TEXT TO READ –
Accordingly, we urge you to contact the person responsible for your
account and instruct that person to execute on your behalf the WHITE proxy
card. If you hold your shares through a
brokerage firm, bank or nominee and wish to vote your shares in person at the
Stockholder Meeting, you must obtain a legal proxy from such custodian in order
to vote in person at the Stockholder Meeting.
IF I PLAN TO ATTEND THE STOCKHOLDER MEETING, SHOULD I
STILL SUBMIT A WHITE
PROXY?
Whether or not you plan to attend the Stockholder
Meeting, we urge you to submit a WHITE proxy card. Returning the enclosed proxy card will not
affect your right to attend and vote at the Stockholder Meeting.
WHAT IF I WANT TO REVOKE MY PROXY?
Any proxy may be revoked as to all matters covered
thereby at any time prior to the time a vote is taken by (i) submitting a
duly executed proxy bearing a later date to the Secretary of the Company, (ii) filing
with the Secretary of the Company a later dated written revocation or (iii) attending
and voting at the Stockholder Meeting in person. Attendance at the Stockholder Meeting will
not in and of itself constitute a revocation.

WHAT THIS TASK INVOLVES – Summarize the proxy voting text above in three sentences.

Rows of box annotation data –
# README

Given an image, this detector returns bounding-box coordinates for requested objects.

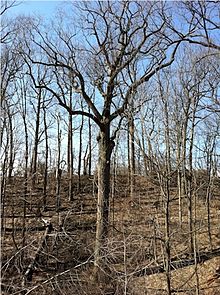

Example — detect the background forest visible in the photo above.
[0,1,220,295]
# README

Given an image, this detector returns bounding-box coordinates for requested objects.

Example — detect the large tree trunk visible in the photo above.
[94,124,114,279]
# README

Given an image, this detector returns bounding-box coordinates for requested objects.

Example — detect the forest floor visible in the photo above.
[1,176,220,295]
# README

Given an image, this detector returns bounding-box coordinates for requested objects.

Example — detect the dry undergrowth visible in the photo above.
[1,176,220,295]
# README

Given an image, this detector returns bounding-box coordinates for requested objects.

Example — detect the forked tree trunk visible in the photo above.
[94,124,114,279]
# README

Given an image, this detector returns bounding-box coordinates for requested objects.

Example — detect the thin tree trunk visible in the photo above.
[56,115,62,212]
[94,124,114,279]
[31,89,42,187]
[78,116,84,192]
[129,115,135,200]
[43,107,49,209]
[67,114,73,202]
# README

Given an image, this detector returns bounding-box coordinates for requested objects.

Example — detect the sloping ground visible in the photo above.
[2,176,220,295]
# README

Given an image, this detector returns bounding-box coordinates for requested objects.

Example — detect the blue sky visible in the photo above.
[8,0,62,18]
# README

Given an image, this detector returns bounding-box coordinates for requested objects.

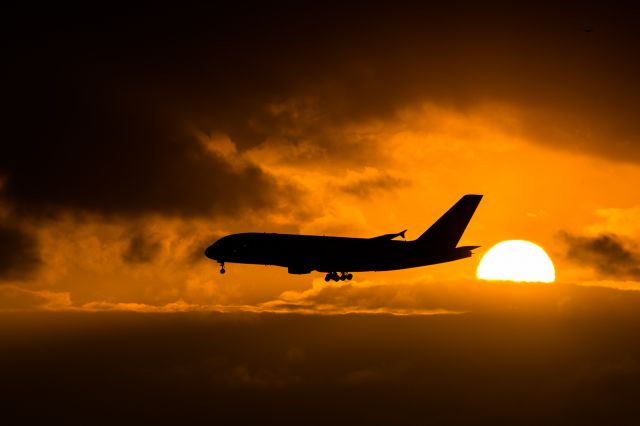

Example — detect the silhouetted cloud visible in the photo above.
[0,302,640,425]
[122,234,162,263]
[562,233,640,280]
[0,225,42,282]
[340,173,410,198]
[5,2,640,221]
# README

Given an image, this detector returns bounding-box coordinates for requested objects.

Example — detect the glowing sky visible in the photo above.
[0,1,640,424]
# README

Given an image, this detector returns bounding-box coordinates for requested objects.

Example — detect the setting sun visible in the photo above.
[477,240,556,283]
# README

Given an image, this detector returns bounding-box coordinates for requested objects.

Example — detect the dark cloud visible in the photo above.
[122,234,162,263]
[0,306,640,425]
[5,2,640,220]
[0,225,42,282]
[340,173,410,198]
[562,233,640,280]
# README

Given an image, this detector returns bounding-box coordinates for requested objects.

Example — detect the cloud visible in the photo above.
[0,284,73,312]
[562,233,640,281]
[0,225,42,282]
[340,173,410,198]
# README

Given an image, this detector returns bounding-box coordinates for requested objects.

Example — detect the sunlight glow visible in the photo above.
[477,240,556,283]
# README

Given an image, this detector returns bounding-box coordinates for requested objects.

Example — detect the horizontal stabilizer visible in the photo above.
[416,194,482,248]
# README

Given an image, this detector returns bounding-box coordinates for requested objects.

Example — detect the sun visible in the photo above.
[477,240,556,283]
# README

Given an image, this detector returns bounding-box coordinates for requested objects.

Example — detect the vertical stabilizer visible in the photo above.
[416,194,482,248]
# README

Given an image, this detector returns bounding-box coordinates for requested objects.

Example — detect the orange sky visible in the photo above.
[0,0,640,425]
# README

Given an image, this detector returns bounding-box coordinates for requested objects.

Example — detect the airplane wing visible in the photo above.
[369,229,407,241]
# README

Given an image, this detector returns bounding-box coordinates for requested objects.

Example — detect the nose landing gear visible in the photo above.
[324,272,353,282]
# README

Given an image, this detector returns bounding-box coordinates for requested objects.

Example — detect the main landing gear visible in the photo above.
[324,272,353,282]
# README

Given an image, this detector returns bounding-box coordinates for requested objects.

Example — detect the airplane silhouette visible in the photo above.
[204,194,482,282]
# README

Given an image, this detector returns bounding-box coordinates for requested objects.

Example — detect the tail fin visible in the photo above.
[416,194,482,248]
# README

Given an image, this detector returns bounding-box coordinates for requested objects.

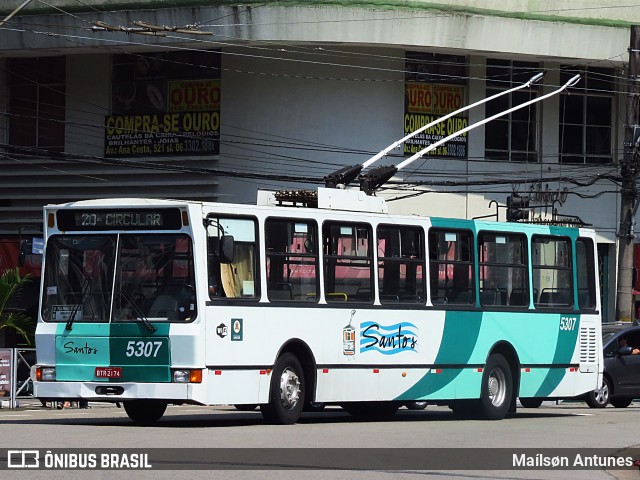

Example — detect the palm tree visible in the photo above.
[0,268,34,345]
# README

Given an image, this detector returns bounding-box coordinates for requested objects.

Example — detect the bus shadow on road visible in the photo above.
[0,407,589,428]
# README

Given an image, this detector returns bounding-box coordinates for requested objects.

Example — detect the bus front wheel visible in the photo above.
[478,353,513,420]
[123,400,167,424]
[260,353,305,425]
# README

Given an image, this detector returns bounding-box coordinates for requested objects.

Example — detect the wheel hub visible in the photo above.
[280,368,300,409]
[487,369,506,407]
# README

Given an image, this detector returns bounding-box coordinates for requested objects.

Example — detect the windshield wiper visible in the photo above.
[120,290,157,333]
[64,277,90,331]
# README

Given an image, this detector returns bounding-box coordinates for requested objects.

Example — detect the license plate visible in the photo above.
[96,367,122,378]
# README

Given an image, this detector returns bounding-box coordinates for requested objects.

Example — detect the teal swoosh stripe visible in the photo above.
[396,312,482,400]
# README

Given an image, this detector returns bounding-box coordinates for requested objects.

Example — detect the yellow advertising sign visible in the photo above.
[167,79,220,112]
[405,82,464,115]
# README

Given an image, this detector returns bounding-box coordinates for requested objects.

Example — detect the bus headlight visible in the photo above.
[36,367,56,382]
[173,370,202,383]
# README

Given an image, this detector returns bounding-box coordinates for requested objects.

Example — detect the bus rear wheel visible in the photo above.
[478,353,513,420]
[260,353,305,425]
[123,400,167,425]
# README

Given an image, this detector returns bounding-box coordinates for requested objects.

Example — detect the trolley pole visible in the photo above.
[616,25,640,322]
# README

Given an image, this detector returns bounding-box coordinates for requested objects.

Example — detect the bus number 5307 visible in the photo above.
[126,340,162,358]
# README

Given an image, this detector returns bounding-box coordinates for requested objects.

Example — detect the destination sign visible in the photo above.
[57,208,182,231]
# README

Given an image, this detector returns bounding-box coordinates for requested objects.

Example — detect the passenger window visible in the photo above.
[265,218,318,302]
[322,222,373,303]
[531,235,573,308]
[478,232,529,307]
[377,225,425,304]
[429,228,475,305]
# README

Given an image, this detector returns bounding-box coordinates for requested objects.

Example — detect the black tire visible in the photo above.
[520,397,542,408]
[123,400,167,425]
[478,353,513,420]
[404,402,429,410]
[610,397,633,408]
[260,353,305,425]
[341,402,401,420]
[586,377,611,408]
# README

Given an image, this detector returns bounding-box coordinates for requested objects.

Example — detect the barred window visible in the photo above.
[485,59,540,162]
[559,67,615,164]
[9,57,66,152]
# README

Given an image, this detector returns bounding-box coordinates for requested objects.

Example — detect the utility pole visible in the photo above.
[616,25,640,322]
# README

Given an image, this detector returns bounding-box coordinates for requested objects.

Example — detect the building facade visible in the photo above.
[0,0,640,320]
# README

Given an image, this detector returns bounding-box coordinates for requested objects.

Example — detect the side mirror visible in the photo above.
[220,235,234,263]
[18,240,33,267]
[618,347,633,355]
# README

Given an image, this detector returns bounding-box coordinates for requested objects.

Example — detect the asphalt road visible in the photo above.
[0,401,640,480]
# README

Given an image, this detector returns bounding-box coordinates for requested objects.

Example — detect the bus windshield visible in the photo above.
[42,234,196,323]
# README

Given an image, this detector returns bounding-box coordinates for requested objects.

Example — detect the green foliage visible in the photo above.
[0,268,35,345]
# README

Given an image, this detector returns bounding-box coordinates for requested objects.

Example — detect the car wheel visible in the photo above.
[611,397,633,408]
[404,402,428,410]
[587,377,611,408]
[520,397,542,408]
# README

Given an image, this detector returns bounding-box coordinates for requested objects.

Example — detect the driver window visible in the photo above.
[207,215,260,299]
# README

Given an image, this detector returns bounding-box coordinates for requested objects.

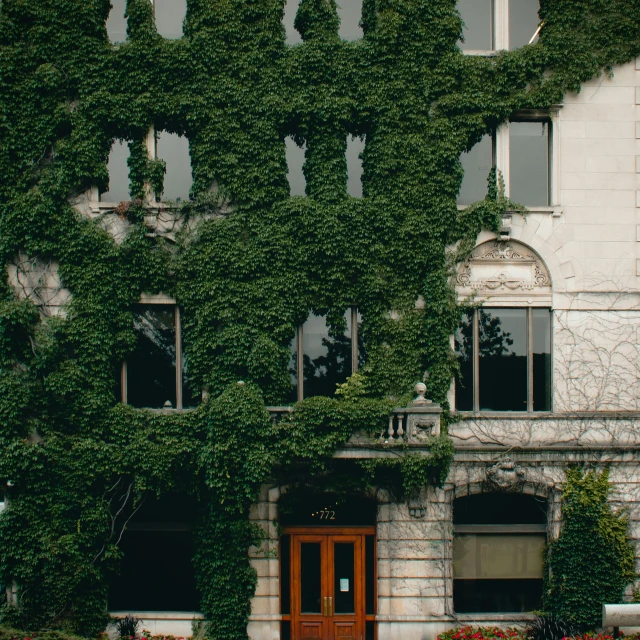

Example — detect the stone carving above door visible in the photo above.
[456,240,551,304]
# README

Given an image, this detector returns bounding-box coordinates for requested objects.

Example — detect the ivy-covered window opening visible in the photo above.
[106,0,127,44]
[456,0,496,51]
[508,117,554,207]
[455,307,551,412]
[336,0,363,41]
[457,134,496,206]
[346,136,365,198]
[284,136,307,196]
[154,131,193,202]
[151,0,187,40]
[108,493,200,612]
[120,296,200,409]
[453,493,547,613]
[289,307,365,402]
[100,140,131,203]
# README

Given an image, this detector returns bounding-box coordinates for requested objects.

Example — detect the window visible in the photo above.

FINISHED TASK – Stockholders are urged to have the person responsible for their account execute the WHITE proxy card on their behalf, and anyone holding shares through a brokerage firm, bank or nominee who wants to vote in person at the Stockholder Meeting must get a legal proxy from that custodian. Even stockholders who plan to attend the meeting are urged to submit a WHITE proxy card, since returning it does not affect their right to attend and vote. A proxy can be revoked any time before the vote by submitting a later-dated executed proxy or a later-dated written revocation to the Company's Secretary, or by voting in person at the meeting, though attending alone does not revoke it.